§ Raw data:

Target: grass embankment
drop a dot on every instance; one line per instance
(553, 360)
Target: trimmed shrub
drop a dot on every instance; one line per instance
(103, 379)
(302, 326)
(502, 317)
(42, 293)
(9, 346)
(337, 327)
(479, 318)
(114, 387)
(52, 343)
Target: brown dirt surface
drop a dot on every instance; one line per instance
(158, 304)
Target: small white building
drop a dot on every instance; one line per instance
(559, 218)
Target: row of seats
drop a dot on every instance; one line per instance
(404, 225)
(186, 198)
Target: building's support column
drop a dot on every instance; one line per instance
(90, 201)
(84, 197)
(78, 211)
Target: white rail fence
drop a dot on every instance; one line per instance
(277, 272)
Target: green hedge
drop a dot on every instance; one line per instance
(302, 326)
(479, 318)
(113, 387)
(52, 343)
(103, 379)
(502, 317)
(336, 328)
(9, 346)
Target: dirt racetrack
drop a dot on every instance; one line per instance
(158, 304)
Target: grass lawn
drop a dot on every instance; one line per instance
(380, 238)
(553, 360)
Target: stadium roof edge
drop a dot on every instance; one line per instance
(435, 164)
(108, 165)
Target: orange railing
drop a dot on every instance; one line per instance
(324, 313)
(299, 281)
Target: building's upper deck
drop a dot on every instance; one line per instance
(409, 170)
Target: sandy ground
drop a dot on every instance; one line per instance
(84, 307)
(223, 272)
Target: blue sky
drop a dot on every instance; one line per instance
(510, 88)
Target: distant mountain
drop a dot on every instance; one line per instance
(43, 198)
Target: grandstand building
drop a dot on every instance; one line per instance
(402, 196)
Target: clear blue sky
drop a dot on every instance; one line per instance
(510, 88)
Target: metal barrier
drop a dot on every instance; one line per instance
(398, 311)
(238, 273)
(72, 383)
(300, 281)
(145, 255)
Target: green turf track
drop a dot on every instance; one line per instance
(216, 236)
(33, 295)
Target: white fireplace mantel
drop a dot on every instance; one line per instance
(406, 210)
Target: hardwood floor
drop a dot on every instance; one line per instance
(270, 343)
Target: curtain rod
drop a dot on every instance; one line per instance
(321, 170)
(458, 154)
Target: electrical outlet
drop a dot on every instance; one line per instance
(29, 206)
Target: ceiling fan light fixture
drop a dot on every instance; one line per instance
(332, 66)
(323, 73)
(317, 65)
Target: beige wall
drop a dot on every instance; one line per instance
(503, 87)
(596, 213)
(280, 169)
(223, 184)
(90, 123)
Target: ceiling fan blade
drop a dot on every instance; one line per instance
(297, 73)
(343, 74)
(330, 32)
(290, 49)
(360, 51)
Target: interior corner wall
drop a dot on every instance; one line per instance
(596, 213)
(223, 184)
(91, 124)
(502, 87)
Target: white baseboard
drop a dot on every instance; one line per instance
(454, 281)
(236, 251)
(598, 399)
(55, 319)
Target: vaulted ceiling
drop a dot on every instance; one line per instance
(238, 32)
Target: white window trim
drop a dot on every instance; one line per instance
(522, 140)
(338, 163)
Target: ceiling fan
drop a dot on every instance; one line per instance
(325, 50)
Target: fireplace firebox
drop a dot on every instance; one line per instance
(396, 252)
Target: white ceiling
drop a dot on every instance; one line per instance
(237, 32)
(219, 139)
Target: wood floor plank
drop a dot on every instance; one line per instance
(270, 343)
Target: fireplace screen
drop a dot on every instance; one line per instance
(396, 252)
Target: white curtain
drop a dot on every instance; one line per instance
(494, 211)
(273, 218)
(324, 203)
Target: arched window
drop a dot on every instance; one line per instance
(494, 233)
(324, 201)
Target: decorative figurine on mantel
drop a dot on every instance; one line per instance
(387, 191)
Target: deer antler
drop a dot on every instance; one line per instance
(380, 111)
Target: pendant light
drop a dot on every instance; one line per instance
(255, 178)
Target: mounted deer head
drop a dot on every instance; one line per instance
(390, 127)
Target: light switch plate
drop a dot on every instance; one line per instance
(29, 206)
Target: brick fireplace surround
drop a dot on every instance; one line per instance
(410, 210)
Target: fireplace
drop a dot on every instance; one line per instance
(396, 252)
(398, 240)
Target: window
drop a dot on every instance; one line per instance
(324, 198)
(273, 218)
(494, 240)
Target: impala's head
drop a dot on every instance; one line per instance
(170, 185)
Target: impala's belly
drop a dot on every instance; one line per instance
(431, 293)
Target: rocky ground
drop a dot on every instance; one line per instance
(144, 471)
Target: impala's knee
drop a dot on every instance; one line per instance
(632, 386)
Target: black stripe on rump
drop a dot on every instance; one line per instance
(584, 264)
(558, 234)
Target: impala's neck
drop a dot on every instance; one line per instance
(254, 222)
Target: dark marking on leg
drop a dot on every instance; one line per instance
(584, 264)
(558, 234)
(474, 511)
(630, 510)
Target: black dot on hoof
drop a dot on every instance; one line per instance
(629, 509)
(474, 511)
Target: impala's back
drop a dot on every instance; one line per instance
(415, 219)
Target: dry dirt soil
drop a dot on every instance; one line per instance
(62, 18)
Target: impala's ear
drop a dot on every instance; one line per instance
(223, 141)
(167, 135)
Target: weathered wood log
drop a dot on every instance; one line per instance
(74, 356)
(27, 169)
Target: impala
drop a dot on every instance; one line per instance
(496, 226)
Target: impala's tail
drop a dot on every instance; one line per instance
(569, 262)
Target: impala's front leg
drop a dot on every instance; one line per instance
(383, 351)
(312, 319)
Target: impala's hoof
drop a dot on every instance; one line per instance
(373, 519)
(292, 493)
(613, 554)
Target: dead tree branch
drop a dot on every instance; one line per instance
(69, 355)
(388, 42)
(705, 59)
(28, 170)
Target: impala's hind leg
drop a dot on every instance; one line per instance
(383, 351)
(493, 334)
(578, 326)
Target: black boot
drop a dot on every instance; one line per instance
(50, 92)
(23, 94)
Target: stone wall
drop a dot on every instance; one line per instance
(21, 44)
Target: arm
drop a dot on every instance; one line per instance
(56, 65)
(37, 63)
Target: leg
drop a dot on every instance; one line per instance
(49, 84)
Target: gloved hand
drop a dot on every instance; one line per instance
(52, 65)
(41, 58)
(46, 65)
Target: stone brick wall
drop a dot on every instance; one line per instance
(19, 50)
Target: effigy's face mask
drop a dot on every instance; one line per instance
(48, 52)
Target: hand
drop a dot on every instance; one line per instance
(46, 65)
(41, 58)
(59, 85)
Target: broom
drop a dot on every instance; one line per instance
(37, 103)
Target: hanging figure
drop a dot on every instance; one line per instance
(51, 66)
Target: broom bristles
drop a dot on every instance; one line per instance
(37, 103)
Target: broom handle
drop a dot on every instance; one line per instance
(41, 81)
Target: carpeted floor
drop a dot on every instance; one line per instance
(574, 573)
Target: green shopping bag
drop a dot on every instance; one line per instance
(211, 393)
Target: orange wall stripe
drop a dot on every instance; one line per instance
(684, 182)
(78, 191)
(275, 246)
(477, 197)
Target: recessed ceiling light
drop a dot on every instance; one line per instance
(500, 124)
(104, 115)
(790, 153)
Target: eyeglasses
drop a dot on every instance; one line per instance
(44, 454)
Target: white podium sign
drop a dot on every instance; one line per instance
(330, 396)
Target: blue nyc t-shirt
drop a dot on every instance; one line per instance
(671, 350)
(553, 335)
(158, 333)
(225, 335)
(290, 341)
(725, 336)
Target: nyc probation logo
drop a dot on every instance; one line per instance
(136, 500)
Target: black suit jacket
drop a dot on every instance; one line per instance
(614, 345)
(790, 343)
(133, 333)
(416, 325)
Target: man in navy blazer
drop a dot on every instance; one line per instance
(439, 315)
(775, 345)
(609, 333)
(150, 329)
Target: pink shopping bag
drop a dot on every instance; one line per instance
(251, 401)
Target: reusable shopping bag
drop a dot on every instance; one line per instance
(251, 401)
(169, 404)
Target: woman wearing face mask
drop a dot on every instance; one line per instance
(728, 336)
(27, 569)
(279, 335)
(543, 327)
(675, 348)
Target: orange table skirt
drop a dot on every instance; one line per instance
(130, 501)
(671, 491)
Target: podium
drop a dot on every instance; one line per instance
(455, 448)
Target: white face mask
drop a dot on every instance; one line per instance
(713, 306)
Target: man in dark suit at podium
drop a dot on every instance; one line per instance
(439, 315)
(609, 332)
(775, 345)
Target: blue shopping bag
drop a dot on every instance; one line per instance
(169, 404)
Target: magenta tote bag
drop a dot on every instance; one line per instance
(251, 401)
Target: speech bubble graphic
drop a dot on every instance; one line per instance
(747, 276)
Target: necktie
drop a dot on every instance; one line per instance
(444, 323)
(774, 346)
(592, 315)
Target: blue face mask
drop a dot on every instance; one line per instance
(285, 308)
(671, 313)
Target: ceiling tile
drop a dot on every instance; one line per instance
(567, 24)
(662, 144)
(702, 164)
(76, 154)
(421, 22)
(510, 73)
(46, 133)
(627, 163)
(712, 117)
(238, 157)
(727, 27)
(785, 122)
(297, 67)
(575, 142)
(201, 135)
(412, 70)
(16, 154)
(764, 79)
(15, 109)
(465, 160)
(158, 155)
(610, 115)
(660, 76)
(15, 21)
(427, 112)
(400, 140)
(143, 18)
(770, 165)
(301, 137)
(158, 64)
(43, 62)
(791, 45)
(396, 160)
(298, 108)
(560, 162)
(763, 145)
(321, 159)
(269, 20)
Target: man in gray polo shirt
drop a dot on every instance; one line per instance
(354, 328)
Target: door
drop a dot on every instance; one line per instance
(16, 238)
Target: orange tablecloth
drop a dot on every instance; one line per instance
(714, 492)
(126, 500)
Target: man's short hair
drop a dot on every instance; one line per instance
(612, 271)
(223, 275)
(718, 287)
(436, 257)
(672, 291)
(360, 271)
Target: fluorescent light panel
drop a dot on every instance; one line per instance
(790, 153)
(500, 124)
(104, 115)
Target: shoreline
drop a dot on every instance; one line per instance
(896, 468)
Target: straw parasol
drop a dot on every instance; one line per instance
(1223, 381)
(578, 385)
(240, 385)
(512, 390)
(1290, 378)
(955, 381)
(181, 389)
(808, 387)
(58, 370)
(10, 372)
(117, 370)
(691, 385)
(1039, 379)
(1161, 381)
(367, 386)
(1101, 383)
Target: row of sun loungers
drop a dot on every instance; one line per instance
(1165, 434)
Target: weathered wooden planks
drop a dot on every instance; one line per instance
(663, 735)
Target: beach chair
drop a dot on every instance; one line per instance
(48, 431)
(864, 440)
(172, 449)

§ Exercise objective: Please rewrite the material starting at the line that contains "Target: man in gray polo shirt" and ending at the last line of the material, replacing "straw parasol" with "thatched umbrella" and leaving everything else unchanged.

§ Response to the task:
Target: man in gray polo shirt
drop a dot on every instance; one line per instance
(354, 328)
Target: door
drop a dot on every instance; one line per instance
(16, 238)
Target: orange tablecloth
drop a dot on every instance; one line per instance
(714, 492)
(126, 500)
Target: man's short hair
drop a dot on every instance; one line per instance
(612, 271)
(223, 275)
(718, 287)
(436, 257)
(672, 291)
(360, 271)
Target: fluorescent light panel
drop a dot on every instance; one line per instance
(790, 153)
(500, 124)
(104, 115)
Target: shoreline
drop a dot on every instance; one line per instance
(896, 468)
Target: thatched umbrella
drop a dot on every instance; one line per instance
(1223, 381)
(578, 385)
(240, 385)
(512, 390)
(1290, 378)
(955, 381)
(181, 389)
(808, 387)
(58, 370)
(10, 372)
(117, 370)
(691, 385)
(1039, 379)
(1161, 381)
(367, 386)
(1101, 383)
Target: row of sun loungers
drop a dot on every instance; one line per instance
(1165, 434)
Target: weathered wooden planks
drop a dot on every instance; one line per instance
(663, 735)
Target: beach chair
drop a dot on every instance; one line per instance
(48, 431)
(864, 440)
(172, 449)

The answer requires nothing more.